▶ _Material_
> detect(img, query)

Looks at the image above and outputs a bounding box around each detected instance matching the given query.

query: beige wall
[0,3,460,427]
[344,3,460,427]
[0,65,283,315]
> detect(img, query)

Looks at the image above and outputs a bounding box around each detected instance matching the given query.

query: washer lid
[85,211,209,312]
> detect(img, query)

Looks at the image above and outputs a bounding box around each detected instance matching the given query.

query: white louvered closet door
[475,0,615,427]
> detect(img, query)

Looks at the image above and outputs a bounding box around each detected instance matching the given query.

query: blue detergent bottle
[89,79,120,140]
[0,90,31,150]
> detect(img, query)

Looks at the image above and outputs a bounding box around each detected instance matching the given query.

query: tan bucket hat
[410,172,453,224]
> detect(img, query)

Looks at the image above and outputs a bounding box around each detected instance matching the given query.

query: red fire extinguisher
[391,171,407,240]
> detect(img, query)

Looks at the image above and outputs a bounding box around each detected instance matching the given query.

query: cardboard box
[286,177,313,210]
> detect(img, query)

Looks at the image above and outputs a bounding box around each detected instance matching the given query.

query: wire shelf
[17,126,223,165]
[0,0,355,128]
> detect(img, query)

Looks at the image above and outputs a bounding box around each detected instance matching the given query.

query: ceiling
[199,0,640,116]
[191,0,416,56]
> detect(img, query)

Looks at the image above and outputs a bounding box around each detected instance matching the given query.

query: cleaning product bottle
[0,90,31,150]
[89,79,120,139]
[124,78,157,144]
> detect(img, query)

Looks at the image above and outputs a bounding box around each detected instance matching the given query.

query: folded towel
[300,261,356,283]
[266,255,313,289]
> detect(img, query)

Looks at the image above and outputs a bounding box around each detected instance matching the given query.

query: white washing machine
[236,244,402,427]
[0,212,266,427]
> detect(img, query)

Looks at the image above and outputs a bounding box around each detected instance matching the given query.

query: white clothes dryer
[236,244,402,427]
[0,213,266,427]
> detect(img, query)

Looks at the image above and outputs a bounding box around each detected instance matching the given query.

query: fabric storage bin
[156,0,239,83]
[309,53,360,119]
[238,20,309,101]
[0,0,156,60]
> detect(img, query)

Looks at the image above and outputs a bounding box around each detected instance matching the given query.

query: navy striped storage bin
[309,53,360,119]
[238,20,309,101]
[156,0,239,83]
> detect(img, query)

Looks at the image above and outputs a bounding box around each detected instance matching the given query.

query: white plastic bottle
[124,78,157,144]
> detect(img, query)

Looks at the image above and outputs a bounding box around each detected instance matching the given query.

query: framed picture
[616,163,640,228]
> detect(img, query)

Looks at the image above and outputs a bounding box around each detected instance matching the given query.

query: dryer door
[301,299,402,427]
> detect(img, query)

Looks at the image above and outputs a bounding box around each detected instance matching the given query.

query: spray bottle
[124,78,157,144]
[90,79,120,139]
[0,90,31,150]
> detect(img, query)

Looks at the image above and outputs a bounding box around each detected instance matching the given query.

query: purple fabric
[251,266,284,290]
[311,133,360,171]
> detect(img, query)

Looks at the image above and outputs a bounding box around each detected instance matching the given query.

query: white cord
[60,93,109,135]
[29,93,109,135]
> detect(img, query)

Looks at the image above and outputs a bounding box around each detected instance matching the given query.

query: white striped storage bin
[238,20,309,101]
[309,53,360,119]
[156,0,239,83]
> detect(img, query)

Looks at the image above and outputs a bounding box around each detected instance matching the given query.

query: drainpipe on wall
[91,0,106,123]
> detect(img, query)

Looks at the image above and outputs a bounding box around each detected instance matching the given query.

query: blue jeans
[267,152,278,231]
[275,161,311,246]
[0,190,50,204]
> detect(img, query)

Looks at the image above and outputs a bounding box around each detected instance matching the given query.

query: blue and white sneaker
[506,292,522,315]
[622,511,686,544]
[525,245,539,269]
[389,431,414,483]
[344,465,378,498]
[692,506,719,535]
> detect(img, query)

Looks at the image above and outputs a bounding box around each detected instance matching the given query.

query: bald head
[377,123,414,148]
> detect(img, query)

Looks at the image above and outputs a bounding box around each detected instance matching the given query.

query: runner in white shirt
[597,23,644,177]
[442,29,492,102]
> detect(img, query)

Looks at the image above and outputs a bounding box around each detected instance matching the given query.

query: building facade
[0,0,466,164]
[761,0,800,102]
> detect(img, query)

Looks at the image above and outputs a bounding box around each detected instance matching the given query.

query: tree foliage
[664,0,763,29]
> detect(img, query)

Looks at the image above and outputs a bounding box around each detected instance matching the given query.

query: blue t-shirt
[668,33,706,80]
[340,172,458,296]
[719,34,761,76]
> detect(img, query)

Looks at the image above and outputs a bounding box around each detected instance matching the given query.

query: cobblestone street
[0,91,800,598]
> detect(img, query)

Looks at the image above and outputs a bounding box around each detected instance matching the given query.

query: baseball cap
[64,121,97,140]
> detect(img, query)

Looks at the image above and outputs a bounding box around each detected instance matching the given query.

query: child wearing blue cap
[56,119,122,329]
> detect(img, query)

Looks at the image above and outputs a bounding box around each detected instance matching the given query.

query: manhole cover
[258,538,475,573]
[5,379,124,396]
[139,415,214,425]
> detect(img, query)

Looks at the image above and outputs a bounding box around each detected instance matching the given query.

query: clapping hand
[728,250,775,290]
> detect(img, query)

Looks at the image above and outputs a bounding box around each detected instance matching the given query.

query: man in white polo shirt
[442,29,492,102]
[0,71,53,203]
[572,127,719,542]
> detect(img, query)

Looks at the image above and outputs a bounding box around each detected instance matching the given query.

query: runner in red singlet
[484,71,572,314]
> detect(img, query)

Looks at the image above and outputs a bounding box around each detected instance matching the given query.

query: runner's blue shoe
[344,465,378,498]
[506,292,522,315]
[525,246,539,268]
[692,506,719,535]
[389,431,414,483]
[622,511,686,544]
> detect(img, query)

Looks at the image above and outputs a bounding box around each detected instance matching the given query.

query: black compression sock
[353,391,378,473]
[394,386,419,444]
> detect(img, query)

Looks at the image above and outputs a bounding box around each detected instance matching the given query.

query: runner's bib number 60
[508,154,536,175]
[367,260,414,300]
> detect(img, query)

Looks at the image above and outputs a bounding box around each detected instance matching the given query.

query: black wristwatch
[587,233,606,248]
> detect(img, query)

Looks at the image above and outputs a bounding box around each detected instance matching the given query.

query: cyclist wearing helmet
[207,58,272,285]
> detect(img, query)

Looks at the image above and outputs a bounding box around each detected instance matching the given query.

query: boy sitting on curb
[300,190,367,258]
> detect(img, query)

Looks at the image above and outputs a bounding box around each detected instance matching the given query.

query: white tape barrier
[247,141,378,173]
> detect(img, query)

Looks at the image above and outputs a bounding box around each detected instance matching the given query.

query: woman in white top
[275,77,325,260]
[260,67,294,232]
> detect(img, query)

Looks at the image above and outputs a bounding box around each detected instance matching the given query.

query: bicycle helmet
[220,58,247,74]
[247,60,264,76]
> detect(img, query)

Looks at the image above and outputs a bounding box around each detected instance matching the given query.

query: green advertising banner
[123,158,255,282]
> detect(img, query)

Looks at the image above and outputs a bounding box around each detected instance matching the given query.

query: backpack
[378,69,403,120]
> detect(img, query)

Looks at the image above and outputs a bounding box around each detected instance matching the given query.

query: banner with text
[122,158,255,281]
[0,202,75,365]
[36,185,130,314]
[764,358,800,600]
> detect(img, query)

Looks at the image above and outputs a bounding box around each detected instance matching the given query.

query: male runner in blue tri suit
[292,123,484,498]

▶ _Your objective_
Repeat each record in full; every line must match exactly.

▶ _Answer to this exercise_
> detect(img, query)

Looks at the image above and outputs a bounding box around each detected instance matching the given query.

query: beige wall
[0,3,460,427]
[344,3,460,427]
[0,65,283,315]
> detect(img, query)

Looks at the image above and outputs a bounding box around each detected instance matching the given query.

query: washer lid
[85,211,209,312]
> detect(img, query)

Looks at the image above and outputs a bounding box around each detected instance matching the given query.

query: white louvered closet door
[475,0,615,427]
> detect(img, query)

Looks at the image above and outputs a bounding box around each detected instance matching the given query.

query: blue detergent bottle
[89,79,120,140]
[0,90,31,150]
> detect(img, query)

Looks at the image above and outputs a bounding box around each detected instance matching the given query.

query: tan bucket hat
[410,172,453,224]
> detect(img, query)

Looks at the image above and outputs a bounding box around each detected instance matching the given query.

query: red fire extinguisher
[391,171,407,240]
> detect(img, query)

Looks at the image above and outputs a bounding box around each detected instance matching the given query.

query: cardboard box
[286,177,313,210]
> detect(img, query)

Looks at the image above and outputs a bounding box around each detected instance matching the given query.

query: wire shelf
[17,126,223,165]
[0,0,355,128]
> detect(img, query)

Looks at the image above and outputs a bounding box around each detected instance matching the given query.

query: ceiling
[199,0,640,116]
[191,0,416,56]
> detect(img, query)

Looks at the image above and outputs a bounding box around each detected instance matching the given query.

query: cleaning product bottle
[0,90,31,150]
[89,79,120,139]
[124,78,157,144]
> detect(img, query)

Looks at the image above and outputs a bounding box around each detected instance matching the given query.

query: folded towel
[300,261,356,283]
[266,255,313,289]
> detect(img, query)

Looks at the image above and outputs a bounding box around each detected instance matching the given query.

query: white washing machine
[236,244,402,427]
[0,212,266,427]
> detect(img, query)

Looks at the image above and outputs a bounding box around each detected instance matching the given query.

query: white clothes dryer
[236,244,402,427]
[0,213,266,427]
> detect(img, query)

Looks at the image above and outputs a bounding box around each detected instance matching the given query.

query: fabric storage bin
[156,0,239,83]
[309,53,360,119]
[238,20,309,101]
[0,0,156,60]
> detect(img, query)

Looks at the image above and outputs a bounding box around each detected instance matching the given query.

query: navy striped storage bin
[309,53,360,119]
[238,20,309,101]
[156,0,239,83]
> detect(img, query)

Looks at the image above and outputs a bounding box around each detected instance matching the given query.

query: white plastic bottle
[124,78,157,144]
> detect(img, query)

Looks at the image above and outputs a bounding box around each detected instance matching the given query.

query: framed picture
[616,163,640,228]
> detect(img, query)

Looks at the image above and outputs a bounding box around each detected instance matching the given query.

query: dryer door
[301,299,402,427]
> detect(img, query)

Looks at the image above and outputs a bounding box around each detected instance matching the given query.

query: spray bottle
[124,78,157,144]
[90,79,120,139]
[0,90,31,150]
> detect(img, query)

Looks at the image above and outputs a bounding box around each detected instance matching the given query.

query: purple fabric
[251,266,284,290]
[311,133,360,171]
> detect(img, query)

Looks at the image above and outputs a bounding box around each detected instance matching the given query.

query: white cord
[60,93,109,135]
[29,93,109,135]
> detect(img, query)

Looks at the image above and outputs a bounding box around each detected instance matching the given query.

query: white striped storage bin
[238,20,309,101]
[309,53,360,119]
[156,0,239,83]
> detect(img, query)

Looks at the image above and outputs a bounding box around each detected instance matching the given query.

query: drainpipe on wall
[91,0,106,123]
> detect(img, query)

Looks at the image above and outputs a bounding box around each detected instance matching the given query.

query: blue jeans
[267,152,278,231]
[275,161,311,246]
[0,190,50,204]
> detect(img, query)

Looks at the image above and outputs a bounding box around each detected instance matching the given query.

query: blue and white sneaker
[506,292,522,315]
[622,511,686,544]
[525,245,539,269]
[389,431,414,483]
[344,465,378,498]
[692,506,719,535]
> detect(img, query)

Looks at the image above and outputs a bounding box around each detected instance matching the given query.

query: bald head
[377,123,414,148]
> detect(img, query)

Looks at the image above and outputs a bounding box around each detected instance matching the given query.

query: runner in white shirt
[597,23,644,177]
[442,29,492,102]
> detect(img, query)

Looks at the image above and outputs a bounding box around each detected instance matching the given query.

query: building facade
[0,0,466,164]
[761,0,800,102]
> detect(img, query)

Looks at the image above and outputs a bounding box around each detected instance matching the given query.

query: tree foliage
[664,0,763,29]
> detect(img, query)

Looks at the image above and outputs a bounding box around each detected instance matching the given query.

query: blue t-shirt
[668,33,706,80]
[340,172,458,296]
[719,34,761,76]
> detect(img, query)

Looks at the image above and outputs a bounding box around each detected instance matching the given query.

query: cobblestone street
[0,91,800,598]
> detect(img, query)

Looks at the image above and outputs a bounding box around each detected instance matching the given query.

query: baseball cap
[64,121,97,140]
> detect(img, query)

Looks at the image above and outputs a bounding box around each detected instance matching the given query.

query: child wearing blue cap
[56,119,122,329]
> detect(img, query)

Looks at the image above and outputs a bounding box around each detected instance matching the given query.

query: manhole cover
[258,538,475,573]
[5,379,124,396]
[139,415,214,425]
> detect(img, query)

Looks at the image above and outputs a bounding box around each detected instance matching the given query.

query: clapping hand
[728,250,775,290]
> detect(img, query)

Looks at the image above and outputs a bounding box around each detected instance matching the given query.

query: man in white polo shirt
[442,29,492,102]
[0,71,53,203]
[572,127,719,542]
> detect(img, query)

Looks at the image above and outputs a bounding box around each detected instance matching the given query.

query: runner in red singlet
[484,71,572,314]
> detect(img, query)

Looks at the image above and outputs a bounding box around each detected instance matching the given query.

query: runner's blue shoe
[344,465,378,498]
[506,292,522,315]
[525,246,539,268]
[692,506,719,535]
[389,431,414,483]
[622,511,686,544]
> detect(img, query)

Looks at the image above and outputs a bounding box around each detected instance matching the given query.

query: black compression sock
[353,391,378,473]
[394,386,419,444]
> detect(img, query)

Looks at the image above and outputs a bounding box around each detected instance matching the given query.

query: runner's bib number 60
[508,154,536,175]
[367,260,414,300]
> detect(img, query)

Looks at the image above and outputs a bounding box around each detected instance matching the given query.

query: black wristwatch
[587,233,606,248]
> detect(img, query)

Looks at the image above and outputs a bounding box around each detected instance matching the given query.

query: cyclist wearing helmet
[207,58,272,285]
> detect(img, query)

Looks at the image above and outputs a bounding box around each detected instance matching the given query.

query: boy sitting on curb
[300,190,367,258]
> detect(img, query)

Looks at the image above and outputs a bounding box around each detected instance matching the given query.

query: white tape barrier
[247,141,378,173]
> detect(img, query)

Looks at the image above and outputs a bounding box around each detected instance matching the given query.

query: woman in white top
[275,77,325,260]
[260,67,294,232]
> detect(img, query)

Looks at the image above and outputs a bounding box around each detected instance matching the given query.

query: bicycle helmet
[220,58,247,74]
[247,60,264,76]
> detect(img, query)

Looks at the image above and outputs a bounding box around each detected instance matching the given query.

query: green advertising banner
[123,158,255,282]
> detect(img, query)

Looks at the image above and outputs a bounding box around each detected instance matching the given query.

query: backpack
[378,69,403,120]
> detect(img, query)

Looks at the image above and outputs a bounding box around each detected instance matching the given query.

query: banner with text
[122,158,255,281]
[0,202,75,365]
[36,185,130,314]
[764,358,800,600]
> detect(img, query)

Looks at the image above and outputs a bounding box around each detected instance matching the given query.

query: male runner in blue tri suit
[292,123,484,498]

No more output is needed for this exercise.